■ **Passage to read**
—————

Azerbaijan on Sunday accused Armenia of attempting to deceive the international community over the arrest of an Armenian-born man on charges of war crimes dating back to three decades ago.
"To evade its obligations, Armenia is once again attempting to deceive and politically manipulate the international community regarding the arrest of Vagif Khachaturyan by the State Border Service of Azerbaijan at the Lachin border checkpoint while trying to cross into Armenia in an ICRC (International Committee of the Red Cross) vehicle on July 29," said a statement by the Azerbaijani Foreign Ministry.
In a statement shared by state media, Azerbaijan's prosecutor's office alleged that 68-year-old Khachaturyan was involved in the December 1991 killing of 25 people in the village of Meshali during the first Karabakh war.
The statement said he was placed in a medical facility in the capital Baku and provided with the "necessary medical treatment," taking into account his purpose of travel to receive medical assistance.

—————

■ **Supplied entries**
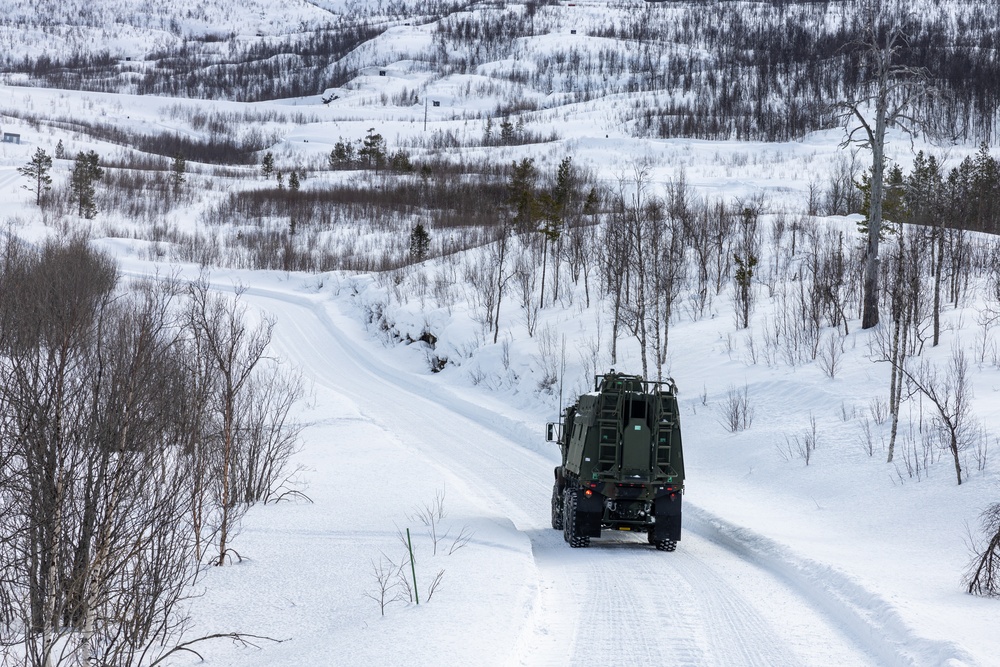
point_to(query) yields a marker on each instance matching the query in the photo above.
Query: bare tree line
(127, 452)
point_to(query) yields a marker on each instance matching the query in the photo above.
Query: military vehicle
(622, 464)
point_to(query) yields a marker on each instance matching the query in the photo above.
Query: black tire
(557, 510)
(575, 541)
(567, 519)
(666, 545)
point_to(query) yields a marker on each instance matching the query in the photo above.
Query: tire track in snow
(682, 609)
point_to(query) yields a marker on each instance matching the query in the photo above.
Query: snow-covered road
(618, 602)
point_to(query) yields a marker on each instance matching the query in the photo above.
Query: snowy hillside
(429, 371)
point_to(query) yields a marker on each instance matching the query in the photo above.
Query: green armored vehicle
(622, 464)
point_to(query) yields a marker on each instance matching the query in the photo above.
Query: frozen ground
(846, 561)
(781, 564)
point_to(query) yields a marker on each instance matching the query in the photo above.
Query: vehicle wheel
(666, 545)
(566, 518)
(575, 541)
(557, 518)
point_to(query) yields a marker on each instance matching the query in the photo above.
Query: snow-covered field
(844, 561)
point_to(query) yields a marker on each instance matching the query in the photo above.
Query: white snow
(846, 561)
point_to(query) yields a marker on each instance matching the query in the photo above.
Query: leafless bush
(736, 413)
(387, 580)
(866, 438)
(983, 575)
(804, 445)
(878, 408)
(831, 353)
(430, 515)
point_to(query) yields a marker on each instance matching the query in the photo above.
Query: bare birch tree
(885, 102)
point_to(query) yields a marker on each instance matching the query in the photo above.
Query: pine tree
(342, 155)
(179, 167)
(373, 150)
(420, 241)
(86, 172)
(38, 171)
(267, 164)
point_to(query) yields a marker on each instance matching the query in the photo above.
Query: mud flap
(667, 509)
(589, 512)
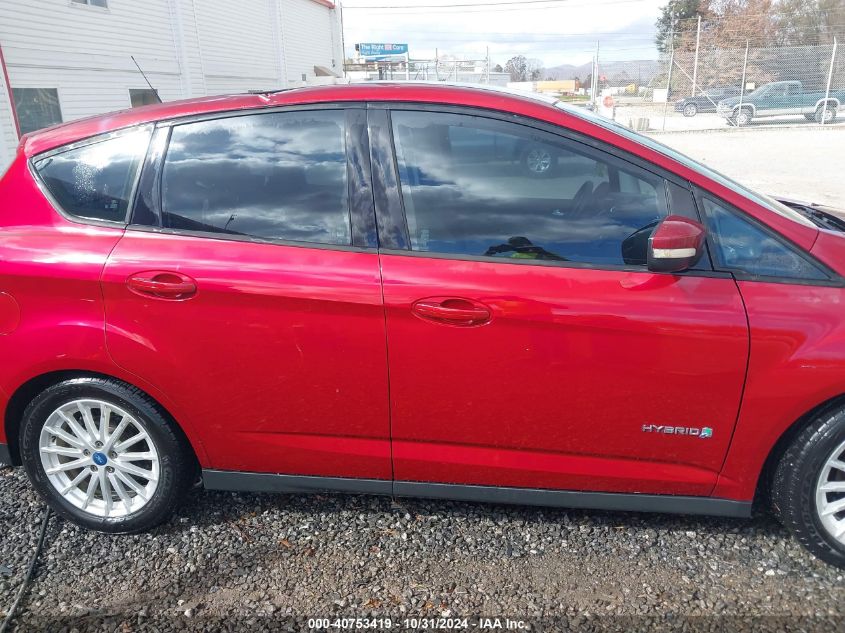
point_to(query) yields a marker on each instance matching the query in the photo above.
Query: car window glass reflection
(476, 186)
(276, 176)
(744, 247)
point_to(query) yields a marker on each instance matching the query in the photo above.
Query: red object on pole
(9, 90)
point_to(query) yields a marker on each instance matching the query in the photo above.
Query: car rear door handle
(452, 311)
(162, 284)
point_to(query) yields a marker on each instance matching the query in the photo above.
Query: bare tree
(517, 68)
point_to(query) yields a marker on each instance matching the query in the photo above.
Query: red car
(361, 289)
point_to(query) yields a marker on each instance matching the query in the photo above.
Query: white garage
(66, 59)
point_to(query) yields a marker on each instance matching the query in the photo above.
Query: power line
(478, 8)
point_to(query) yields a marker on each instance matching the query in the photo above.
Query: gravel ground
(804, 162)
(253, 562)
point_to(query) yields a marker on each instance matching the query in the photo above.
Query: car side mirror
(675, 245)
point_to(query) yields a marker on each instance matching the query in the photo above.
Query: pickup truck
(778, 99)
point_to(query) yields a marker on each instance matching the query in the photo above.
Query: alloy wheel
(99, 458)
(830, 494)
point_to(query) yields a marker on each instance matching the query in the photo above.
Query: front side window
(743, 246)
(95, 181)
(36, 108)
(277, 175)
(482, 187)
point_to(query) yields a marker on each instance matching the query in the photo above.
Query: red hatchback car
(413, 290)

—————

Based on the report on the arrest, mark each statement yes or no, and quote the words from the report that decide it: (a) The arrest happened at the Lachin border checkpoint. (b) Khachaturyan is 70 years old. (c) He was placed in a medical facility in Yerevan. The entries are separate from the report on the arrest and aren't connected to it.

■ **Problem solution**
(a) Yes: "at the Lachin border checkpoint"
(b) No: "68-year-old Khachaturyan"
(c) No: "placed in a medical facility in the capital Baku"